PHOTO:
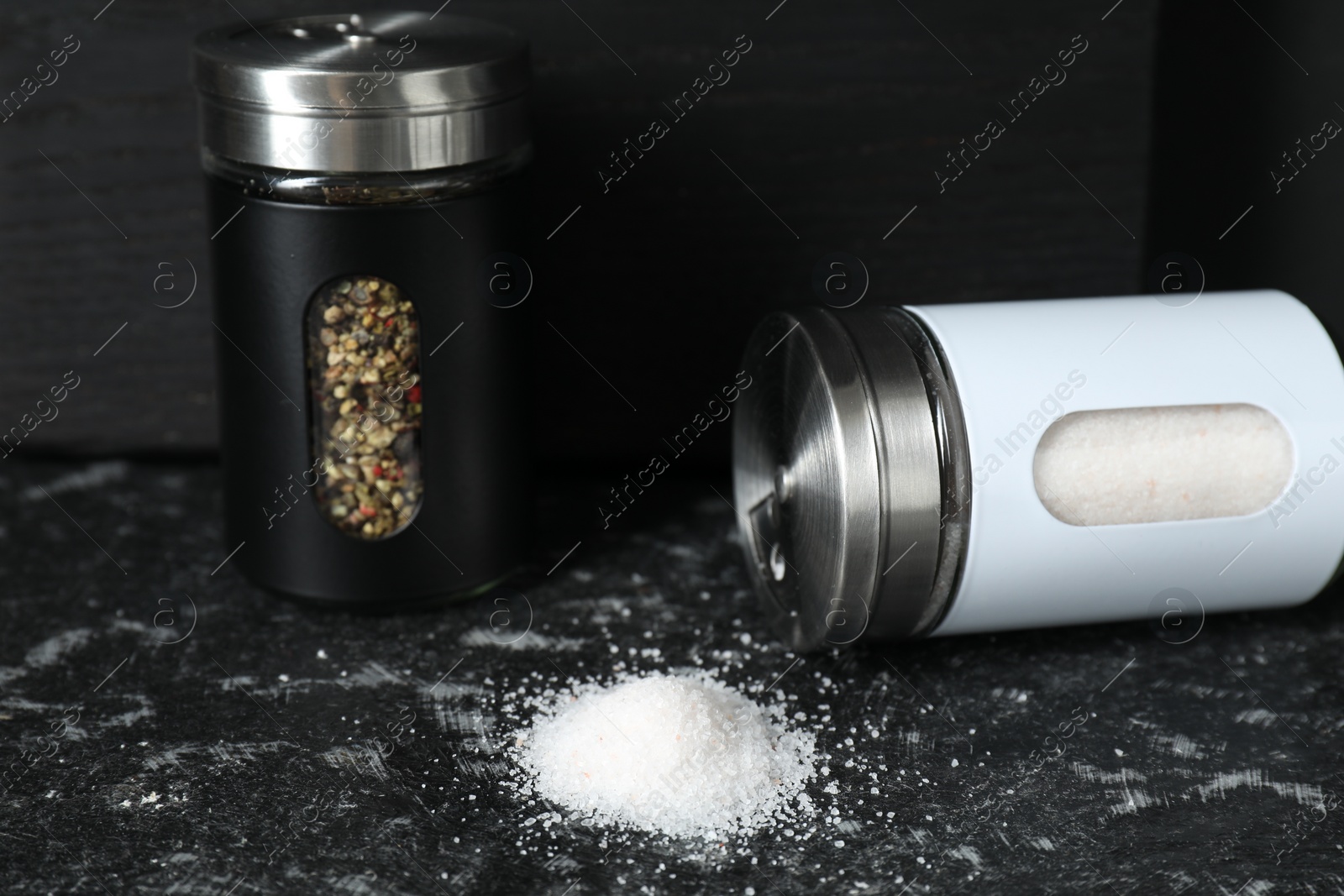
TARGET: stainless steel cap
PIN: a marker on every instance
(850, 476)
(362, 93)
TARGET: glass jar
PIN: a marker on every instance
(366, 208)
(953, 469)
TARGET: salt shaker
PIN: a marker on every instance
(366, 204)
(952, 469)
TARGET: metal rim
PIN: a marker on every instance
(851, 476)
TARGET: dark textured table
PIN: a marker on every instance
(168, 728)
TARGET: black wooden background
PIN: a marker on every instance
(827, 136)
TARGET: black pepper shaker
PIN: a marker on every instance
(365, 199)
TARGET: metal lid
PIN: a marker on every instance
(847, 476)
(362, 93)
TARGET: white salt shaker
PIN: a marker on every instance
(932, 470)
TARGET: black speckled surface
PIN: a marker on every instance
(270, 750)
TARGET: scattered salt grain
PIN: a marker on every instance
(678, 754)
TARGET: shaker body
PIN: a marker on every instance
(367, 202)
(474, 520)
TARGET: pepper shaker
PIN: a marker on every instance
(366, 201)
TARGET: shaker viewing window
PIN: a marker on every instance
(1162, 464)
(360, 170)
(365, 392)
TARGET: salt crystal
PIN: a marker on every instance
(678, 754)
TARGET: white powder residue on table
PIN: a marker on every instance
(676, 754)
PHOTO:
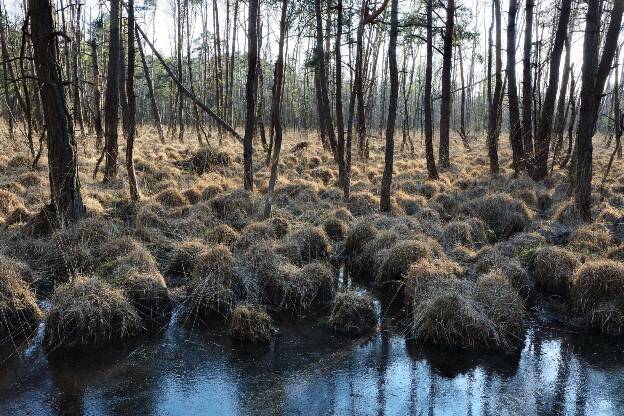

**AIM OF THE EXERCISE:** Will you reproduce word for word every line from the one holding "TARGET: metal rim" through the final line, both ends included, leaving the pictures out of your answer?

**RESPONSE TO THE EXERCISE:**
TARGET: metal rim
PIN: a marker on every instance
(851, 476)
TARGET: dark textured table
PIN: a marker on every instance
(168, 728)
TARGET: black wooden background
PIN: a marker on every instance
(827, 136)
TARGET: black pepper shaker
PIN: a marker on every instance
(365, 199)
TARGET: metal lid
PIN: a marker on every instance
(847, 476)
(362, 93)
TARGET: white salt shaker
PIN: a marker on every instance
(932, 470)
TARGET: black speckled surface
PIN: a marker on every instance
(270, 750)
TARGET: scattered salt grain
PIN: a marker on every instance
(678, 754)
TARGET: shaker body
PIN: a marker on every instance
(367, 202)
(474, 520)
TARGET: pepper shaker
PIN: a marker on every instance
(366, 201)
TARGET: shaker viewing window
PIN: a marker on every instance
(1162, 464)
(360, 170)
(365, 392)
TARGET: salt crystal
PIN: a marker on every instance
(678, 754)
TARGET: white powder residue on table
PIN: a marker on every instance
(676, 754)
PHOTO:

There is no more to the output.